> **PENGGALAN TEKS**:
- - - - - - -

Jangan Samakan Diri dengan Partai Sekuler?
Terkait persoalan ini, mungkin ada dua hal yang sekiranya bisa jadi perhatian para parpol berbasis Islam jika mereka tidak ingin ditenggelamkan oleh zaman.
Pertama, regenerasi dan “reboisasi politik”. Partai Islam saat ini dicitrakan sebagai entitas politik yang stagnan dan kurang segar. Ketiadaan kader muda yang mampu menjadi ikon partai membuat mereka kesulitan menarik perhatian pemilih muda dan menghadirkan pembaruan.
Regenerasi kepemimpinan dengan mendorong tokoh-tokoh muda untuk tampil lebih menonjol, maka dari itu, sangatlah penting. Reboisasi politik ini akan memberikan energi baru dan menciptakan kesan bahwa partai Islam siap beradaptasi dengan kebutuhan zaman.

- - - - - - -

> **MATERI YANG DISEDIAKAN**:
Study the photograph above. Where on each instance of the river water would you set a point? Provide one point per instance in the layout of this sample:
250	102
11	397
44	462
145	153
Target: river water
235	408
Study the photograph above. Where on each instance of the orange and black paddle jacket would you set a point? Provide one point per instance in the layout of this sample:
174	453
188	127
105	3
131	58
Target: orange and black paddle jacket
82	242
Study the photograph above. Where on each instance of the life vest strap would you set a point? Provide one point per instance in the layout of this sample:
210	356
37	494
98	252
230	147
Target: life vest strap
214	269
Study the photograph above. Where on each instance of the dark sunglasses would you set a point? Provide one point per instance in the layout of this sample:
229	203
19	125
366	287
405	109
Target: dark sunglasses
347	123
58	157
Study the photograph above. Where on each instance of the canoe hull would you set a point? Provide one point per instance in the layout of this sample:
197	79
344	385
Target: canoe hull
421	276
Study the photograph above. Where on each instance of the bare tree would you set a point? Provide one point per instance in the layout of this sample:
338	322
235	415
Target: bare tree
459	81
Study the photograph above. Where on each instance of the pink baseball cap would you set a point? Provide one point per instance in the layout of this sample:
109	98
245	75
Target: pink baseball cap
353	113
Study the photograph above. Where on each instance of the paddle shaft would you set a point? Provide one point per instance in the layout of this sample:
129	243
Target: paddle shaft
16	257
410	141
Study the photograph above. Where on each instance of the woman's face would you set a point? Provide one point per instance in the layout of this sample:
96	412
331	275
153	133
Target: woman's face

- - - - - - -

> **TUGAS YANG DIBERIKAN**:
Kutip bagian teks tentang partai Islam dari "Pertama, regenerasi dan" sampai "dengan kebutuhan zaman." tanpa mengubah satu kata pun.

> **JAWABAN TUGAS**:
Pertama, regenerasi dan “reboisasi politik”. Partai Islam saat ini dicitrakan sebagai entitas politik yang stagnan dan kurang segar. Ketiadaan kader muda yang mampu menjadi ikon partai membuat mereka kesulitan menarik perhatian pemilih muda dan menghadirkan pembaruan.
Regenerasi kepemimpinan dengan mendorong tokoh-tokoh muda untuk tampil lebih menonjol, maka dari itu, sangatlah penting. Reboisasi politik ini akan memberikan energi baru dan menciptakan kesan bahwa partai Islam siap beradaptasi dengan kebutuhan zaman.